# Dataset entries:
[Start]
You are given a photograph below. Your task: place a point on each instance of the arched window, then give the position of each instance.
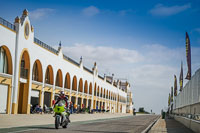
(47, 76)
(35, 72)
(3, 61)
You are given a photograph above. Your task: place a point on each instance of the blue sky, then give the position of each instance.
(145, 39)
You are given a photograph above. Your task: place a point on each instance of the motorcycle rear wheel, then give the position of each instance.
(57, 121)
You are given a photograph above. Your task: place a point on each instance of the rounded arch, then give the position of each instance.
(59, 78)
(67, 81)
(98, 91)
(49, 75)
(107, 94)
(90, 89)
(95, 89)
(5, 60)
(23, 91)
(74, 83)
(37, 71)
(101, 91)
(80, 85)
(86, 87)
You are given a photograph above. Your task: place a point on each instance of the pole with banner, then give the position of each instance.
(188, 57)
(175, 86)
(181, 77)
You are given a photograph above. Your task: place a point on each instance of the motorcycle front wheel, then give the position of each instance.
(57, 121)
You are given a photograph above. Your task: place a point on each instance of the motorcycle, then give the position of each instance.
(60, 110)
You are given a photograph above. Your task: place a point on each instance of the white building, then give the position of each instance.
(32, 72)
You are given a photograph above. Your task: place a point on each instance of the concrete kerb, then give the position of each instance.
(31, 120)
(150, 126)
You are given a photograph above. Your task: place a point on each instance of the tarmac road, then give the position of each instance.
(130, 124)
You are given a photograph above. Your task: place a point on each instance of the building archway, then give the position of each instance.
(90, 89)
(95, 89)
(80, 85)
(85, 87)
(98, 91)
(67, 81)
(5, 60)
(5, 87)
(37, 71)
(59, 79)
(104, 93)
(49, 75)
(101, 92)
(74, 83)
(23, 91)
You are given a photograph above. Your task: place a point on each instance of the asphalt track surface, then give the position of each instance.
(130, 124)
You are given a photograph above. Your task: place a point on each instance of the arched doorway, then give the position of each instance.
(49, 75)
(90, 89)
(36, 76)
(86, 87)
(48, 80)
(5, 87)
(74, 83)
(59, 80)
(67, 81)
(80, 86)
(23, 91)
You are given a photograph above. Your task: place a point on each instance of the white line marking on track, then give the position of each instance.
(22, 131)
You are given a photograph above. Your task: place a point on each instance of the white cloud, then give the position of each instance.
(90, 11)
(161, 10)
(40, 13)
(107, 55)
(150, 71)
(124, 12)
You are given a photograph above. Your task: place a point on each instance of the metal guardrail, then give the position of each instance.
(24, 73)
(190, 93)
(100, 77)
(85, 68)
(44, 45)
(7, 24)
(71, 60)
(108, 81)
(189, 116)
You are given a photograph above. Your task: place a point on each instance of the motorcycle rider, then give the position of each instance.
(62, 98)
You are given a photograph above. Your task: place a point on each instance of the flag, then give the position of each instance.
[End]
# GOAL:
Reproduce every one of the records above verbatim, leaving the pictures out of your copy.

# TASK ANSWER:
You are given a photograph below. Your task: place a point on each instance of the arched window, then give the position of each instance.
(47, 76)
(35, 72)
(3, 61)
You are given a photograph above. Your task: place a point on each instance of the blue sky, then give the position of each instance.
(145, 39)
You are given a photograph above. Your task: place a point on each instance of the motorcycle rear wheel, then give the position of each instance.
(57, 121)
You are given a photograph above. Your task: place a point on each instance of the rounded arch, then give the position of each instance.
(59, 78)
(67, 81)
(98, 91)
(49, 75)
(107, 94)
(90, 89)
(95, 89)
(5, 60)
(23, 91)
(74, 83)
(37, 71)
(101, 91)
(80, 85)
(86, 87)
You are given a photograph above. Your task: place a point on each instance of the pole with banner, then give the position of each instance.
(188, 57)
(175, 86)
(181, 77)
You are given a photograph above. Your task: place a point on each instance of the motorcycle front wheel, then give the position of each instance.
(57, 121)
You are given a photograph above. Your task: place a point on each instance of the motorcycle, then give the position of each instance.
(60, 110)
You are given a photograph above. Your task: place a point on each instance of the white building, then give the position of each instance.
(32, 72)
You are given a photograph above. Your task: place a point on each instance of the concrete kerb, then give the position of each instance.
(31, 120)
(150, 126)
You are given a photograph above. Your task: place a point on each instance of the tarmac road, then give the position of each instance.
(130, 124)
You are given a photograph above. Your task: place a point on each instance of the building archway, then give the position of each instance.
(90, 89)
(95, 89)
(80, 85)
(85, 87)
(98, 91)
(67, 81)
(5, 60)
(5, 87)
(37, 71)
(59, 79)
(104, 93)
(49, 75)
(101, 92)
(74, 83)
(23, 91)
You are given a photograph above. Your task: place a point on each instance of the asphalt track surface, then give the position of each instance.
(130, 124)
You are given a photograph above. Your task: place a point on each instance of the arched doorway, then give the position of each instance.
(49, 75)
(90, 89)
(36, 76)
(86, 87)
(48, 80)
(5, 87)
(74, 83)
(59, 80)
(67, 81)
(80, 86)
(23, 91)
You are given a photograph above. Your task: place a point on each instance of the white line marking on track, then give the position of each instance.
(22, 131)
You are given a photograph above. Your task: place a point on each instance of the white cloud, then give the position of each instance.
(90, 11)
(161, 10)
(40, 13)
(107, 55)
(150, 71)
(124, 12)
You are given a photograph above. Your task: place a point on each instance of the metal guardrail, then give the position of each instance.
(24, 73)
(190, 93)
(100, 77)
(85, 68)
(44, 45)
(7, 24)
(71, 60)
(108, 81)
(189, 116)
You are given a photograph above. Your task: place a point on each instance of the motorcycle rider, then give the position of each instance.
(62, 98)
You are given a photograph above. Your task: place a point on each instance of the flag, then give the position of each instance.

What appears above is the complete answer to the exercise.